■ 摘录 ■
######
栗泠菲
摘 要:1984年,安徽省马鞍山市朱然墓出土了一批彩绘漆器,漆器上的彩绘填补了六朝时期中国美术史的空白,被誉为20世纪80年代中叶中国十大考古收获之一。文章从美学的角度,以宫闱宴乐图漆案为观察对象,从图像、形式及社会功能等方面探究其所蕴含的美学价值。
关键词:朱然墓;宫闱宴乐图漆案;漆画;美学价值
0 引言
宫闱宴乐图漆案于1984年在安徽省马鞍山市东吴左大司马右军师朱然墓中出土,其以漆画彩绘为表现方式,展现了宫闱之中贵族宴乐的情景(图1)。
对于考古学和中国美学研究而言,这件宫闱宴乐图漆案都具有宝贵价值。然而受宣传等因素影响,这件漆案的知名度较低,对其研究也多从考古价值入手。笔者暑期在朱然家族墓地博物馆参与了针对宫闱宴乐图漆案的宣传活动,对于其美学内涵有一点体会。本文将从中国美学思想的角度入手,尝试探究宫闱宴乐图漆案的美学价值。
######
■ 练习任务 A ■
根据摘录,宫闱宴乐图漆案的知名度为什么较低?请用一至三句话回答。
■ 练习任务 B ■
请把摘录中从“关键词:朱然墓;宫闱宴乐图漆案;漆画;美学价值”到“究宫闱宴乐图漆案的美学价值。”的这段文字一字不改地抄写下来。
■ 练习任务 C ■
请接着摘录中这篇讨论宫闱宴乐图漆案美学价值的文章往下续写。

已存材料:
######
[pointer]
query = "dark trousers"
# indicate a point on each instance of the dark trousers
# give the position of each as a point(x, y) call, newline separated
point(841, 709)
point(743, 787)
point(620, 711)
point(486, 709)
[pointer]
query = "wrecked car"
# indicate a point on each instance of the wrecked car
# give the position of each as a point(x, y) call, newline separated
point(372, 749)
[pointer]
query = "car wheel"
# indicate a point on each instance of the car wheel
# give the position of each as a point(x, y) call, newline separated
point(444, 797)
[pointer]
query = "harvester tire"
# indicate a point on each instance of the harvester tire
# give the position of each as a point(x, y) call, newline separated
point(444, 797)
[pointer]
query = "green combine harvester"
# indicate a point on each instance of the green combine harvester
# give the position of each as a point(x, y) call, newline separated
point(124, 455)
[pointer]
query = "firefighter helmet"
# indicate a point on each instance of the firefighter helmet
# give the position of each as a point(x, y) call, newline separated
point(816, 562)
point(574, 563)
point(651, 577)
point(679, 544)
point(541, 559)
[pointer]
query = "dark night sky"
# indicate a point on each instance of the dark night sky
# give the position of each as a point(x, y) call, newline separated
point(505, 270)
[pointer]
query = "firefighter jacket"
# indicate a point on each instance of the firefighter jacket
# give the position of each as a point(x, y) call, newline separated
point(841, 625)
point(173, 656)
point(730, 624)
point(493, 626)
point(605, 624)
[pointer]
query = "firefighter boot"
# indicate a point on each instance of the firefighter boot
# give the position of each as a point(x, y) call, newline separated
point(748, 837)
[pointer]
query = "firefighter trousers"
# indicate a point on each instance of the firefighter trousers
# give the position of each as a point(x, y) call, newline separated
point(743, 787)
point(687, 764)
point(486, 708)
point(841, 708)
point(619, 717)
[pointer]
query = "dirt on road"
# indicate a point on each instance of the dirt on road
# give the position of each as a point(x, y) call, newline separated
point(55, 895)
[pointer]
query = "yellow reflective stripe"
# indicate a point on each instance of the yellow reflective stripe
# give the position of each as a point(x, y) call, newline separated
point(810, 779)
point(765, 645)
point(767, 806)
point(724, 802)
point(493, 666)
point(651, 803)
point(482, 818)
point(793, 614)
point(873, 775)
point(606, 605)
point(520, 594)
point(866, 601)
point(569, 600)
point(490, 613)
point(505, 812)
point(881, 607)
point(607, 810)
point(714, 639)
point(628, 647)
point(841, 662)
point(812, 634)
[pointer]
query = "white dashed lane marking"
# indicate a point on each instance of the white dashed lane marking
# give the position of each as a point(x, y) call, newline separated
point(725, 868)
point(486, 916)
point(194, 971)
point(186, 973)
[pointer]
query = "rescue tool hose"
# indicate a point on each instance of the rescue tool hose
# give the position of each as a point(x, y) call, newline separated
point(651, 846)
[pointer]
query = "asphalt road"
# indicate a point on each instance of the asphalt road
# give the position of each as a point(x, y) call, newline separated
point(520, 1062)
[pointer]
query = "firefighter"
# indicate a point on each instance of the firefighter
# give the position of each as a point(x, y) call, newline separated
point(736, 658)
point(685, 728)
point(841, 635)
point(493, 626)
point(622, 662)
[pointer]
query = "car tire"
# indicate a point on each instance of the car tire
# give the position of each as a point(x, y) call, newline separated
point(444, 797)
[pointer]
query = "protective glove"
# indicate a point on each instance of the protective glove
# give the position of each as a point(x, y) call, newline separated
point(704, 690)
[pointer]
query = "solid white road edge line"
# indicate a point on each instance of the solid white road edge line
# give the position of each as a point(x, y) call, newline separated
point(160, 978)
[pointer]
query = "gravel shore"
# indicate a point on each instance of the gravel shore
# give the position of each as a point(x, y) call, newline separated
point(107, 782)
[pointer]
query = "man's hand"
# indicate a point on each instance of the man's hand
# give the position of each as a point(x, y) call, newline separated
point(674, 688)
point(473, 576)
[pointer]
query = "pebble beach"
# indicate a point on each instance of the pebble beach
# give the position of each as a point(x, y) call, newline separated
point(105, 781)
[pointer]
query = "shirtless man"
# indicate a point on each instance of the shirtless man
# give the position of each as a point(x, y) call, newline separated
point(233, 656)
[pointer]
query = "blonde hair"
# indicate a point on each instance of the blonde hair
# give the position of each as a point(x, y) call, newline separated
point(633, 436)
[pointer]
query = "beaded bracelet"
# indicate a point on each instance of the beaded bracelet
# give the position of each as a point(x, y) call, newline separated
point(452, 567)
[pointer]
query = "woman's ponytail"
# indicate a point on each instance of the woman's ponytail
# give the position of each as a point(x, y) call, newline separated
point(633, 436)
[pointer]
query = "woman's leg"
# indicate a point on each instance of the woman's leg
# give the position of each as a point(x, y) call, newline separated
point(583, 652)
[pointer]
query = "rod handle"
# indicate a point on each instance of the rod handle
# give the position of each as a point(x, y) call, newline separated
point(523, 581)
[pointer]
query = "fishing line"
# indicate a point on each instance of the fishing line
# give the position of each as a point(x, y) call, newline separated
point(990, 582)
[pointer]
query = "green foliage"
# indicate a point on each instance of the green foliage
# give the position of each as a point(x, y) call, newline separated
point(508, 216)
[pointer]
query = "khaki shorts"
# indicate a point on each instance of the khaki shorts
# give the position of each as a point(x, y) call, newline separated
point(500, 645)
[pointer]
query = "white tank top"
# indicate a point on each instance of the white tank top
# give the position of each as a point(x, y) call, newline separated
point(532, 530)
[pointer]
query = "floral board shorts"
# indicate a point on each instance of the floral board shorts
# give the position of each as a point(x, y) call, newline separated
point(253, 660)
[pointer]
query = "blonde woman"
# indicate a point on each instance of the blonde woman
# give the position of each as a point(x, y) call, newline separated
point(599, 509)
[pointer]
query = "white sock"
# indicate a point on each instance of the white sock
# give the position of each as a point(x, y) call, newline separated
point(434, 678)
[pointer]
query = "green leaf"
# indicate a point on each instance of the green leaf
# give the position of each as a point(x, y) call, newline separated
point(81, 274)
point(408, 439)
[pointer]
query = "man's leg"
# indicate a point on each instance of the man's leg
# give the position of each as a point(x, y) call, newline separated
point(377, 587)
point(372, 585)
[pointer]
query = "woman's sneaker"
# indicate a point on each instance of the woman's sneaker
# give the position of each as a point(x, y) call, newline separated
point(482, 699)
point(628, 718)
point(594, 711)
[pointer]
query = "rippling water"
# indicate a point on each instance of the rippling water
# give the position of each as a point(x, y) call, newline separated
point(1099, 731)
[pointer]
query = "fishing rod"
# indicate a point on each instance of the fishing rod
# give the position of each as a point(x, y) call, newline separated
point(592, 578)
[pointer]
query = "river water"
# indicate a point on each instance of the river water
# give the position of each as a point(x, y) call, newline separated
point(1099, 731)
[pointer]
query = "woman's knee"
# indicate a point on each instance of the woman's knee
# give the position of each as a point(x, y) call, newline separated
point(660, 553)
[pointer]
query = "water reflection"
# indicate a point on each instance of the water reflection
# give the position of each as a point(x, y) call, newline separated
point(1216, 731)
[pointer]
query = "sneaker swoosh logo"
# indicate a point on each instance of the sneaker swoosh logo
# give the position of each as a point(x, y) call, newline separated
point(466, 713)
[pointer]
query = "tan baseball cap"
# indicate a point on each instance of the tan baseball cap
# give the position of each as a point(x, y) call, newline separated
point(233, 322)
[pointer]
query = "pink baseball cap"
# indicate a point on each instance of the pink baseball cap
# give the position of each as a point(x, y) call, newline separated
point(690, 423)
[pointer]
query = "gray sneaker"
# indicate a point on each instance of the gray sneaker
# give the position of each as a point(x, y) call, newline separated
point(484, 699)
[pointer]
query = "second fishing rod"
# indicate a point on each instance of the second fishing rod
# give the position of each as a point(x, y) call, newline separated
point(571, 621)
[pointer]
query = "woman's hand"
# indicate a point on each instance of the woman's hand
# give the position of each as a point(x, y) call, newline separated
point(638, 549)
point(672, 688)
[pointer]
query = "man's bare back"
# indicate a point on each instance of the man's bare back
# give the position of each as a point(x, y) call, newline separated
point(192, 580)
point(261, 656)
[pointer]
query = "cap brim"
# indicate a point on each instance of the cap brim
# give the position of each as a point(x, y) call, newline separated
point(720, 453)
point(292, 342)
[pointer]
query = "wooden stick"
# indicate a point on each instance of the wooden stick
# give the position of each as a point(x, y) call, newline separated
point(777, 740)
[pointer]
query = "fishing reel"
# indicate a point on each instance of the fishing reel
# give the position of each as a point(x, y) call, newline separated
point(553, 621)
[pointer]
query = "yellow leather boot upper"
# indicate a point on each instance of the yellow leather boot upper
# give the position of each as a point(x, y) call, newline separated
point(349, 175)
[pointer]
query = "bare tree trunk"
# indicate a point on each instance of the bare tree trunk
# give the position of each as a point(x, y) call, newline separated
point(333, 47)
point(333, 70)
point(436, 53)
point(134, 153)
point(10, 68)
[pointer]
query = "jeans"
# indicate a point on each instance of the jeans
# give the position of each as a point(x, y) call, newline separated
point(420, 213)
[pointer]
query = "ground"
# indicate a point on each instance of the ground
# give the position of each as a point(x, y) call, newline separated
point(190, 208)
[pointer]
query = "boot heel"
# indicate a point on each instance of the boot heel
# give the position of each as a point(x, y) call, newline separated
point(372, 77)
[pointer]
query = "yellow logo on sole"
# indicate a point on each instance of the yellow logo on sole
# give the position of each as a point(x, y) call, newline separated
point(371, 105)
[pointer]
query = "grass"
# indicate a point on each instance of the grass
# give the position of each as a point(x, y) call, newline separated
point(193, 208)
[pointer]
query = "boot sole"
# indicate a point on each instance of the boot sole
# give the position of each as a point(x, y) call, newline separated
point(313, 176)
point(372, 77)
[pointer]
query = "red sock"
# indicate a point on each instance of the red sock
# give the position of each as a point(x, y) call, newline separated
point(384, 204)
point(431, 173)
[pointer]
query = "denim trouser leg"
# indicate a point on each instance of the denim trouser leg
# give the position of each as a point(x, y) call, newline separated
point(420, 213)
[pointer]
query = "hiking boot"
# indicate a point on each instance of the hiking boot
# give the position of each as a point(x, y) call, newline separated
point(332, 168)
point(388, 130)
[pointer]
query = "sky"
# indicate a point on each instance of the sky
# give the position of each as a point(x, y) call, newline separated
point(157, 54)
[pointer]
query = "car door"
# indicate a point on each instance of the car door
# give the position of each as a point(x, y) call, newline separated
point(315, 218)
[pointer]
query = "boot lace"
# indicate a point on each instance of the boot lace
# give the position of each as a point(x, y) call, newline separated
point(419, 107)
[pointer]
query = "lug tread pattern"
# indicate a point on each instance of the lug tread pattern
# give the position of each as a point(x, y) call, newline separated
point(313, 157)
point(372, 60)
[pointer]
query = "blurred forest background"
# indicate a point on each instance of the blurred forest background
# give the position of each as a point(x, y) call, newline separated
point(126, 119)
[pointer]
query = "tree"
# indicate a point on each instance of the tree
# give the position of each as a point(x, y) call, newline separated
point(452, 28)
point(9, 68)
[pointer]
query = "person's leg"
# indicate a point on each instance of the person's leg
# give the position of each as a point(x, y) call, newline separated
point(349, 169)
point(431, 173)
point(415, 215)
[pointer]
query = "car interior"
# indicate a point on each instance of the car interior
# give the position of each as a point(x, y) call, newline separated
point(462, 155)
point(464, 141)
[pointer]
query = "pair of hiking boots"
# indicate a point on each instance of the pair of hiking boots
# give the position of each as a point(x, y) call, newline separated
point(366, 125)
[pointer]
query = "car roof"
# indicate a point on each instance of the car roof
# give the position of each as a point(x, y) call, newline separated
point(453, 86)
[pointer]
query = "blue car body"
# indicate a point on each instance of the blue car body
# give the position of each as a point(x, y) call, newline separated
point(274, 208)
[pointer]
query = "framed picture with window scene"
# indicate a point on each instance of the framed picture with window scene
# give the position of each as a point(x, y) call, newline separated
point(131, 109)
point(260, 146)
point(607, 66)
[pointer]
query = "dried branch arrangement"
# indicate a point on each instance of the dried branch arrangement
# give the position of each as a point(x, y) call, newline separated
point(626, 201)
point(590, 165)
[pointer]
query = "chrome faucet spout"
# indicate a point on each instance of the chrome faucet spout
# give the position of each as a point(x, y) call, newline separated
######
■ 输出 A ■
这件漆案的知名度较低,是受宣传等因素的影响。

■ 输出 B ■
关键词:朱然墓;宫闱宴乐图漆案;漆画;美学价值
0 引言
宫闱宴乐图漆案于1984年在安徽省马鞍山市东吴左大司马右军师朱然墓中出土,其以漆画彩绘为表现方式,展现了宫闱之中贵族宴乐的情景(图1)。
对于考古学和中国美学研究而言,这件宫闱宴乐图漆案都具有宝贵价值。然而受宣传等因素影响,这件漆案的知名度较低,对其研究也多从考古价值入手。笔者暑期在朱然家族墓地博物馆参与了针对宫闱宴乐图漆案的宣传活动,对于其美学内涵有一点体会。本文将从中国美学思想的角度入手,尝试探究宫闱宴乐图漆案的美学价值。

■ 输出 C ■
1 宫闱宴乐图的图像分析
主持发掘者丁邦均先生对此器物这样评价:“线条简洁明快,色彩明暗和谐,人物躯体比例准确,堪称三国漆绘艺术中的杰作。”①笔者认为,宫廷宴乐图漆案所绘图像主要有三个特点:其一,图中大小55个人物无不个性鲜明、栩栩如生,体现出高超的绘画水平;其二,图中帷帐里的男性虽未明示身份,但依据其旁侧女性的“皇后”榜题以及图样大小,可以推测出其帝王身份,体现出此漆案的规格之高;其三,漆案图像体现出强烈的故事性,丝竹之音不绝于耳,百戏表演精彩纷呈,王公贵族开怀畅饮,嬉笑之间显出醉态与几分丑态。
具体来说,这一漆案图像可分为三层:第一层描绘的是透过墙上窗户赏百戏、观宴乐的几个贵族以及宴席上饮酒作乐的贵族男女们。帷帐下帝王手拥两位后妃,女官侍奉于帐外(图2),“黄门侍郎”献食于帐前(本段中引文均为漆案上铭文)。皇后与“子本”②坐于宴席最前(图3),“平乐侯”“长沙侯”“都亭侯”及他们的夫人坐于后。四名“虎贲”持钺伫立一旁,守护着贵族们。第二层绘的是百戏场景,画面上表演者的大小比贵族稍小一些。表演节目有“武女”“寻桩”“连倒”“弄剑”“弄丸”和“转车轮”。宴席上乐声不绝,三名乐者一人击鼓,一人奏萧,一人吹笙。第三层的人物身份不一,有官吏“大宫”“女直使”和“直门人”;有两侍者正抬“大官餐具”去往“大官门”;有杂耍艺人如“小儿”“长人”“蛮人”和“执节人”;有四名持弓侍卫“羽林郎”正站成一排守卫着宴席。通过画面中贵族女性的发髻与榜题中的人物,考古学界认为这幅漆案所绘并非东吴时期的宴会,而是西汉时期正月大宴的情景。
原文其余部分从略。